• SELECTED EXCERPT
-*-*-

It probably depends on the duration of the outage. I'd expect they have some storage, and if they plan on having the compressor plant down for longer that that can manage they'll bring in tanks.
This isn’t very big news. Issues occur during bring-up often. Linde’s processes are possibly so power intensive that failing over to generator power is not possible. TSMC is right to put Linde on notice since Linde should have a PFMEA and control plan to eliminate any root causes for downtime. I suspect in the long term TSMC has plans to insource this if the issue persists. Scrap happens sometimes during manufacturing, if the writer only has journalism experience and no manufacturing experience then they may not have a conceptual understanding of acceptable first pass yield. After all, the TSMC logo features failing parts!
In many ways I agree with you, but the problem statement (constrained/exhausted gas supply from vendor) makes it seems like this was not just line down, but the whole factory stopped for a few hours. Line down is a miserable migrane but still managable... while a whole factory stoppage makes a lobotomy seem like a good idea. It also sounds like there was not enough forewarning to park critical customer wafers in a "safe" stage of the process.
Even so, I also would still call this another monday at a semiconductor factory. Welcome! Here we play a nearly endless game of whack-a-mole. Here's your mallet and your towel. Now whack enough of the moles hard enough until they stop coming back (at least through the same holes). Beware the alpha moles.
By any road, I am surprised to see even this high-level perspective on a quality event disclosed to the mainstream public; I thought this was not standard practice. I enjoyed the read.
The opening paragraph feels a bit pearl clutching to me.
> the company had to scrap thousands of wafers that were in production for clients at the site which include Apple, Nvidia, and AMD.
Eh. So what? I am sure scrap thousands of wafers for all kinds of other reasons. I would be better to know the cost per hour of a total plant shutdown. (Of course, I'm sure the author doesn't have this information.)
> After all, the TSMC logo features failing parts!

-*-*-

• DATA EXTRACT
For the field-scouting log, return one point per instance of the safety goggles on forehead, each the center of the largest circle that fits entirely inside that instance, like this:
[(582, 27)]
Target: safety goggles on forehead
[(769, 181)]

-*-*-

Please answer these questions about the forum thread on the gas supply outage:
(a) What does one commenter say the TSMC logo features?
(b) Which clients are named in the quoted line about scrapped wafers?
(c) What figure does a commenter say would be better to know?
The data has no connection to the text.

• ANSWER IN FULL
(a) Failing parts.
(b) Apple, Nvidia, and AMD.
(c) The cost per hour of a total plant shutdown.